## Task requirements
Reproduce the listing below in its entirety. Change nothing.

--------------------------------------------------

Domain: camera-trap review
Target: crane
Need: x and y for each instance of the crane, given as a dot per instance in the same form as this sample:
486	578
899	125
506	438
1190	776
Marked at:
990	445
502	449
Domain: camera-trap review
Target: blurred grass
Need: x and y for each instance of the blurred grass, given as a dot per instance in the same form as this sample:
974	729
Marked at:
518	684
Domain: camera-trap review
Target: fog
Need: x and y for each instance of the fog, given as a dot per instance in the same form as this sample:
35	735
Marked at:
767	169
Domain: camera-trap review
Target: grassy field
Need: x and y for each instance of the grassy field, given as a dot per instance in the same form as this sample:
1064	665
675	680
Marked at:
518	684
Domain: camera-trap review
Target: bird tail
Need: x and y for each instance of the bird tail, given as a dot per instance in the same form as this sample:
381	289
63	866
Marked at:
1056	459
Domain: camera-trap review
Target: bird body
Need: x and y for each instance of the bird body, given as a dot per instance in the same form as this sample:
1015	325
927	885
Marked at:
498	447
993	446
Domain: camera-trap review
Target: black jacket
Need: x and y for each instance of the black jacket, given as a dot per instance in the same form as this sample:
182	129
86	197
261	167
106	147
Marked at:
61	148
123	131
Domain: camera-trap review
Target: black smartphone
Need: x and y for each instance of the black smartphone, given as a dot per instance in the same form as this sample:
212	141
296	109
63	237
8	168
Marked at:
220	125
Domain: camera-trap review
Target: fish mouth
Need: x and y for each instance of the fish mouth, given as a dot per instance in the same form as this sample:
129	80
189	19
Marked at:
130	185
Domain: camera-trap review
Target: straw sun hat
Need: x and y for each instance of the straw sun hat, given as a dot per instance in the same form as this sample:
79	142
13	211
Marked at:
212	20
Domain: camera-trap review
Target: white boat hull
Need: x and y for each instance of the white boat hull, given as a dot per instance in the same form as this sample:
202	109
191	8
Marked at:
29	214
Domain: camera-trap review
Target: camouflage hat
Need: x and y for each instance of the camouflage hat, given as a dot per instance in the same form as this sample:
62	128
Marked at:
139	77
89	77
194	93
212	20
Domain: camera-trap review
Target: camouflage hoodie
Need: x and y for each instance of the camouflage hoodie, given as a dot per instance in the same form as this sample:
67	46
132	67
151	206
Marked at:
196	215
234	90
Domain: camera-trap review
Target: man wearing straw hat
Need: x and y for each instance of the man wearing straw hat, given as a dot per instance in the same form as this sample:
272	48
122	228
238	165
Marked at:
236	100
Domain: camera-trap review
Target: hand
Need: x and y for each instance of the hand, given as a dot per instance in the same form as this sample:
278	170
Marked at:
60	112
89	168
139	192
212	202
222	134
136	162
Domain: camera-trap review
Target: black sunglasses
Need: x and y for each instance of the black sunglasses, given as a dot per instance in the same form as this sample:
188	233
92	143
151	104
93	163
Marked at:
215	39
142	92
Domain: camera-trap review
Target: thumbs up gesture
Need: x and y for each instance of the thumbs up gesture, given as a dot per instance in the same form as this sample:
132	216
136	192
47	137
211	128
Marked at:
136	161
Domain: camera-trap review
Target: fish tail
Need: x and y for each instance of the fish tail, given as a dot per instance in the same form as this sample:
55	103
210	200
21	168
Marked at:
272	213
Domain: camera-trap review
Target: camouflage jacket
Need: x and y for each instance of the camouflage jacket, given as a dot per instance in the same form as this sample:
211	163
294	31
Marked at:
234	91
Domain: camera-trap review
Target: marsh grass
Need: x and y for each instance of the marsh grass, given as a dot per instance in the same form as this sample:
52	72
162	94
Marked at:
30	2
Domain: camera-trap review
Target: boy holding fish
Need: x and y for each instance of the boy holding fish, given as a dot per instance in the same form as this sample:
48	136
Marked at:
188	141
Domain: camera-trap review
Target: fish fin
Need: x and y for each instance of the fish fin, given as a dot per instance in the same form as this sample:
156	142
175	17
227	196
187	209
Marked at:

--------------------------------------------------

## Expected answer
Domain: camera-trap review
Target: crane
Need: x and y for each instance of the crane, given as a dot per instance in the same form as this sample:
486	578
899	125
506	438
1190	776
Marked at:
990	445
502	449
Domain: camera-trap review
Target: blurred grass
Need: x and y for each instance of the blurred grass, given as a dot per instance in the same form as this sample:
974	729
Marked at:
518	684
Domain: camera-trap review
Target: fog
Need: x and y for each instance of the fog, given as a dot per instance in the same form as this sample:
35	735
Marked at:
767	169
Domain: camera-trap review
Target: grassy field
Need: x and y for each instance of the grassy field, given as a dot per instance in the same form as this sample:
1064	665
675	680
Marked at:
518	684
Domain: camera-trap review
Target: bird tail
Need: x and y for each instance of the bird tail, given as a dot per instance in the same form as this sample:
381	289
63	866
Marked at:
1056	459
Domain: camera-trap review
Target: bird body
Need: x and y for each instance of the bird body, given as a dot per instance in the same form as this sample:
1015	325
927	885
Marked at:
498	447
993	446
Domain: camera-trap review
Target: black jacket
Need: x and y for each instance of the black jacket, given as a dot per instance in the same form as this sample:
182	129
86	197
261	167
106	147
Marked at:
61	148
123	131
Domain: camera-trap review
Target: black smartphone
Need: x and y for each instance of the black smartphone, given as a dot per instance in the same form as this sample:
212	141
296	109
63	237
8	168
Marked at:
220	125
Domain: camera-trap review
Target: fish mouth
Need: x and y for each instance of the fish mouth, given as a dot per instance in the same form as this sample:
129	80
189	19
Marked at:
130	185
Domain: camera-trap review
Target: straw sun hat
Need: x and y for each instance of the straw sun hat, given as a dot per instance in the same form as this sample:
79	142
13	211
Marked at:
212	20
Domain: camera-trap review
Target: white boat hull
Need: x and y for each instance of the white boat hull, given as a dot per instance in the same form as this sample:
202	109
191	8
Marked at:
29	214
Domain: camera-trap review
Target: camouflage hat
Need: x and y for each instance of the camouflage hat, given as a dot per instance in the same form as this sample:
62	128
Marked at:
139	77
89	77
194	93
212	20
Domain: camera-trap review
Target: camouflage hoodie
Need: x and y for each instance of the camouflage hoodie, given as a dot per instance in the same form as this sample:
67	46
132	67
151	206
Marked at:
196	215
234	90
Domain: camera-trap review
Target: man wearing straw hat
Need: x and y for each instance of the man wearing straw hat, given as a dot per instance in the same form as this sample:
272	48
122	228
238	165
Marked at:
236	100
Domain: camera-trap review
Target: hand
Need: x and y for each instance of the hand, given as a dot per instance in the same form as this sample:
278	170
Marked at:
60	112
89	168
139	192
212	202
222	134
136	162
Domain: camera-trap review
Target: black sunglasses
Need: x and y for each instance of the black sunglasses, given as a dot per instance in the same form as this sample:
188	233
92	143
151	104
93	163
Marked at:
215	39
142	92
Domain: camera-trap review
Target: thumbs up gesture
Need: x and y for each instance of the thumbs up gesture, given as a dot per instance in the same form as this sample:
132	216
136	192
47	137
211	128
Marked at:
136	161
Domain: camera-trap review
Target: fish tail
Need: x and y for each instance of the fish tail, given as a dot per instance in the same form as this sample:
55	103
210	200
21	168
Marked at:
272	213
Domain: camera-trap review
Target: camouflage jacket
Need: x and y for each instance of the camouflage jacket, given as a dot per instance in the same form as this sample:
211	163
294	31
Marked at:
234	91
Domain: camera-trap review
Target: marsh grass
Need: x and y for each instance of the marsh grass, given as a dot per instance in the same form as this sample:
52	72
162	94
Marked at:
30	2
Domain: camera-trap review
Target: boy holding fish
Need: x and y for each instance of the boy holding fish, given as a dot per instance in the same form as this sample:
48	136
Marked at:
188	141
Domain: camera-trap review
Target: fish fin
Need: x and y for each instance of the fish fin, given as a dot per instance in the same form as this sample:
156	142
175	17
227	196
187	209
Marked at:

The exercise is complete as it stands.